EXERCISE PROMPT: Copy out only the span from the line with "written as (39,110)." to the end of the data, both ends kept, word for word.

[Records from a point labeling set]
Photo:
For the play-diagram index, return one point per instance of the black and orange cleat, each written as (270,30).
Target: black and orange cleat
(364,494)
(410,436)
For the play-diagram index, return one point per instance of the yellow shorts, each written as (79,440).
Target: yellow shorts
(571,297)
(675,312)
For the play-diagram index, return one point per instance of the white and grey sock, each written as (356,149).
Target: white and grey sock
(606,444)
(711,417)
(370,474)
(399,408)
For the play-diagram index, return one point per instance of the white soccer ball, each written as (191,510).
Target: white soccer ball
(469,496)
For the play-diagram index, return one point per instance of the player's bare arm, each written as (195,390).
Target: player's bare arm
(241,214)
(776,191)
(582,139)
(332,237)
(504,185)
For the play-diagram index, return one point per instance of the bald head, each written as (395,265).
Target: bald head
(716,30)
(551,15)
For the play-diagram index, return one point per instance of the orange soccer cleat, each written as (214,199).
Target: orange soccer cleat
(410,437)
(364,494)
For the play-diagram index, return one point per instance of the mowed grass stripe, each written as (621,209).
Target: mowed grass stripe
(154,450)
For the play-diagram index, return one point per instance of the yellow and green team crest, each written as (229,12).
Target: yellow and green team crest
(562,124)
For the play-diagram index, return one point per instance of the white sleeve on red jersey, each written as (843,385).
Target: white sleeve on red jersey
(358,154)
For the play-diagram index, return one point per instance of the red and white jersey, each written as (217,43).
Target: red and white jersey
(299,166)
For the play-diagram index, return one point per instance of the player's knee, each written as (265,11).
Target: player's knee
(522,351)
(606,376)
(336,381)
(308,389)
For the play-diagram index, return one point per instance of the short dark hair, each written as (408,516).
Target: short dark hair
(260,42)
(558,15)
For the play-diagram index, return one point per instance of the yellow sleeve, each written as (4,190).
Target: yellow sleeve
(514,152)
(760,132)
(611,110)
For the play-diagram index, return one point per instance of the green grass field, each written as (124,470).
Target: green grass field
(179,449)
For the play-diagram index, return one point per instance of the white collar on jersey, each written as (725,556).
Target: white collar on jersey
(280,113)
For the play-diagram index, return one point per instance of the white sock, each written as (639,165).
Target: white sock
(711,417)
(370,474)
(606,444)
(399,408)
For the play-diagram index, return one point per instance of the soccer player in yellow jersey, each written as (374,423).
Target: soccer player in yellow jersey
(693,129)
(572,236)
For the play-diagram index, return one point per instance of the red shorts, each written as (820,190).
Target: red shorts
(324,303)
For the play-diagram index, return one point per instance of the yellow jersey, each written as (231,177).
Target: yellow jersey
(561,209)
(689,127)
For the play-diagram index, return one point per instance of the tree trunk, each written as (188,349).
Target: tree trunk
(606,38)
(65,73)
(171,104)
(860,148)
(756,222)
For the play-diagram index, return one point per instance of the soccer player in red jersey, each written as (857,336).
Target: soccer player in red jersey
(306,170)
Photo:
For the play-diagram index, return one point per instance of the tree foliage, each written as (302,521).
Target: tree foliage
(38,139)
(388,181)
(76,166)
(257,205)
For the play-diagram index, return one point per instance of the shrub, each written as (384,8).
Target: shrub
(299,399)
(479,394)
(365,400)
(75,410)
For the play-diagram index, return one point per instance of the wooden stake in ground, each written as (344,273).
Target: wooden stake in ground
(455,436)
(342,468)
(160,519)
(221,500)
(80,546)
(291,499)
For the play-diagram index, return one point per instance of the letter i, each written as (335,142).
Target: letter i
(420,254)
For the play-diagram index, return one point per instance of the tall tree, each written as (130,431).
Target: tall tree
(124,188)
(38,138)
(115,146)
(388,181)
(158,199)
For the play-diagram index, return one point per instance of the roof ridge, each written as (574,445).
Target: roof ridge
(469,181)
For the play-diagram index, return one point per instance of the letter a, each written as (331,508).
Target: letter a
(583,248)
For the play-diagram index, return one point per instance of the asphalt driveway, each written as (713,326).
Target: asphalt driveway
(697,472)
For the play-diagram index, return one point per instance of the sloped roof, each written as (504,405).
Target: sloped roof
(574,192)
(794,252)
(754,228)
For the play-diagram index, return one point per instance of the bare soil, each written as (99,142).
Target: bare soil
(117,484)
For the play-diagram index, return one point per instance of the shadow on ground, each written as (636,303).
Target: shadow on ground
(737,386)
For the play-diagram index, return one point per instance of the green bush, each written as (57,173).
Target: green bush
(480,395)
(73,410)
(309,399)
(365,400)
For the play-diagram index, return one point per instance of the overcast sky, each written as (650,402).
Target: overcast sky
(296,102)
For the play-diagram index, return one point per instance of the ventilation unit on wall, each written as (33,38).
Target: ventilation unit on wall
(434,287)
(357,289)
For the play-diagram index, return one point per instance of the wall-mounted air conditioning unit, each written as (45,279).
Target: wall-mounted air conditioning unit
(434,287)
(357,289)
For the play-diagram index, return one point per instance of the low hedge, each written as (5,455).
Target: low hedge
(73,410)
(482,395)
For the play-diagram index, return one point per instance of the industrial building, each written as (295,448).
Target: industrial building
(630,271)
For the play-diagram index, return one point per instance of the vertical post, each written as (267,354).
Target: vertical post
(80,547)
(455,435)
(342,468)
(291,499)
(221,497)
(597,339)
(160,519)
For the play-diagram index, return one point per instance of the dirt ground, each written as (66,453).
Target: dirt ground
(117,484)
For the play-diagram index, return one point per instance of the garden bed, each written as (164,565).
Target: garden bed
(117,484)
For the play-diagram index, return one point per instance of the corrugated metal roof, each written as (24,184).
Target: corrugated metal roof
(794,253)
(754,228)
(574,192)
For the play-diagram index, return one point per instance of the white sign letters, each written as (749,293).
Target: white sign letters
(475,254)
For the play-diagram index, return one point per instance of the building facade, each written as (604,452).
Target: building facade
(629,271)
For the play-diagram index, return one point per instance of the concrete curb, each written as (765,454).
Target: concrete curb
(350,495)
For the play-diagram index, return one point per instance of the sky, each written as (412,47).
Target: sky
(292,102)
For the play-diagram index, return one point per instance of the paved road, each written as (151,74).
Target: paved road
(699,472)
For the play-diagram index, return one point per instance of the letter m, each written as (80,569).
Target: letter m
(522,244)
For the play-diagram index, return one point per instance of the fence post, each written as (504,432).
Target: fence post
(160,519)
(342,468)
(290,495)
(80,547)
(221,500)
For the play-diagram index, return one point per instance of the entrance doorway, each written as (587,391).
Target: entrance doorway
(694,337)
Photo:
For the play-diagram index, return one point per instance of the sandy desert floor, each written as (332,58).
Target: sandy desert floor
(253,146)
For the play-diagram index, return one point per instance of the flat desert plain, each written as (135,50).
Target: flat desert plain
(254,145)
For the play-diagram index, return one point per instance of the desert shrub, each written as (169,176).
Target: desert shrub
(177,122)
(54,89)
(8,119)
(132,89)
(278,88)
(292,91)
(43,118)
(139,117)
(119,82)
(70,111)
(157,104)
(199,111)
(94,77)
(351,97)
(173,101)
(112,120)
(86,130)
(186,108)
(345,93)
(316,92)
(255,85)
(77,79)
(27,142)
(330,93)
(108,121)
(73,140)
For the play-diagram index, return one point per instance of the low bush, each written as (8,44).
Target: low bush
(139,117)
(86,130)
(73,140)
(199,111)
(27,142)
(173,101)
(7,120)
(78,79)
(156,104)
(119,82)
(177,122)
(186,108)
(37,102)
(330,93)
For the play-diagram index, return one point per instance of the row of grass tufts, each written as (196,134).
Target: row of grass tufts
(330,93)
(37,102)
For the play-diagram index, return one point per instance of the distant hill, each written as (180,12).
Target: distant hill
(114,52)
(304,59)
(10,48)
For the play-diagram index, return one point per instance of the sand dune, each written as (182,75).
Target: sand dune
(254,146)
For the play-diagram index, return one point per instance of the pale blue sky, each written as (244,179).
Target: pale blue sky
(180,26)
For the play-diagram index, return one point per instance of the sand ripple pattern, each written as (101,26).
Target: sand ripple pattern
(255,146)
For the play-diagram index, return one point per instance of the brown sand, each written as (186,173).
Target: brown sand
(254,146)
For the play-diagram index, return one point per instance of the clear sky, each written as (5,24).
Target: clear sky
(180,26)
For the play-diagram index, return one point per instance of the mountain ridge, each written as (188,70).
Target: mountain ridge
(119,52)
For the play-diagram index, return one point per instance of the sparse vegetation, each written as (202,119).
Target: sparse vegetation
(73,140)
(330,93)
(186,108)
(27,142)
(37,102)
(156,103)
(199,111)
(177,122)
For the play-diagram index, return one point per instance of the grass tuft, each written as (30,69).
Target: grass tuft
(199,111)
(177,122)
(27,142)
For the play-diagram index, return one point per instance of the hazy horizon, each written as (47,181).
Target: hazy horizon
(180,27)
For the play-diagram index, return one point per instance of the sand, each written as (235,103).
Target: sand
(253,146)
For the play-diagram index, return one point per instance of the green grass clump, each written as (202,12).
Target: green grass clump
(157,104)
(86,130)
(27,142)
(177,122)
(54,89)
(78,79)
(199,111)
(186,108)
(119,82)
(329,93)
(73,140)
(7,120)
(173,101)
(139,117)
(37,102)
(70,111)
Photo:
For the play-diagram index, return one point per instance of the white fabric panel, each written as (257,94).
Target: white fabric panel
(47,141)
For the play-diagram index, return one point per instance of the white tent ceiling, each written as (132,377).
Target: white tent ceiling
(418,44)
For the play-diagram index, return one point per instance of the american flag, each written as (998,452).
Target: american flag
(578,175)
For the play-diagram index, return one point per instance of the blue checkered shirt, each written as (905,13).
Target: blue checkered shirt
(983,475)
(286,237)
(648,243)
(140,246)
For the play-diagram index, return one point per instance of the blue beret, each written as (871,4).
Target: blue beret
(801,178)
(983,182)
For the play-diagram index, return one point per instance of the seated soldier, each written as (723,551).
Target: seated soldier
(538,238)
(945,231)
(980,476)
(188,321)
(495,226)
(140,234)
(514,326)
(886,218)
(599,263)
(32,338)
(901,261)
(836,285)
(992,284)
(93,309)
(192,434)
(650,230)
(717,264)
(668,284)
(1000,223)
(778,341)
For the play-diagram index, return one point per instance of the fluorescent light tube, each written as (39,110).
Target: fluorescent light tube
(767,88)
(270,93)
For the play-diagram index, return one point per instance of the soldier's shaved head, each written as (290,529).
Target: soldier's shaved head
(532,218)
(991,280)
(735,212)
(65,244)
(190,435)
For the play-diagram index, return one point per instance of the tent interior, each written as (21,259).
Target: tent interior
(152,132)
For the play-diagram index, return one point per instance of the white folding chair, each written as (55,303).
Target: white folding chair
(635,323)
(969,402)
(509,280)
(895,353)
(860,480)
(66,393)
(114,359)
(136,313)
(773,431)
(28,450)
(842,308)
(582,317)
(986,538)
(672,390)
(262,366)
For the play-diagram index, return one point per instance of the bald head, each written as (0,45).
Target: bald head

WRITTEN ANSWER:
For the play-diagram index, return one point per instance of the fluorescent light tube, each written as (39,110).
Target: fluorescent light tube
(767,88)
(270,93)
For the play-diagram index, return one point per instance of the soldier's shaved head, each written as (290,529).
Target: soldier's shaved head
(532,218)
(991,280)
(735,212)
(65,244)
(190,435)
For the play-diagram index, return one point per instance of the tent interior, each written as (21,259).
Target: tent interior
(152,132)
For the play-diagram index, return one point per instance of the white folding chair, each written as (55,303).
Target: white folding chair
(635,323)
(969,402)
(509,280)
(895,353)
(860,480)
(66,393)
(114,359)
(136,313)
(773,431)
(28,450)
(842,308)
(582,317)
(986,538)
(672,390)
(262,366)
For the play-diagram index, return one point per instance of the bald head, each written as (0,45).
Target: bald head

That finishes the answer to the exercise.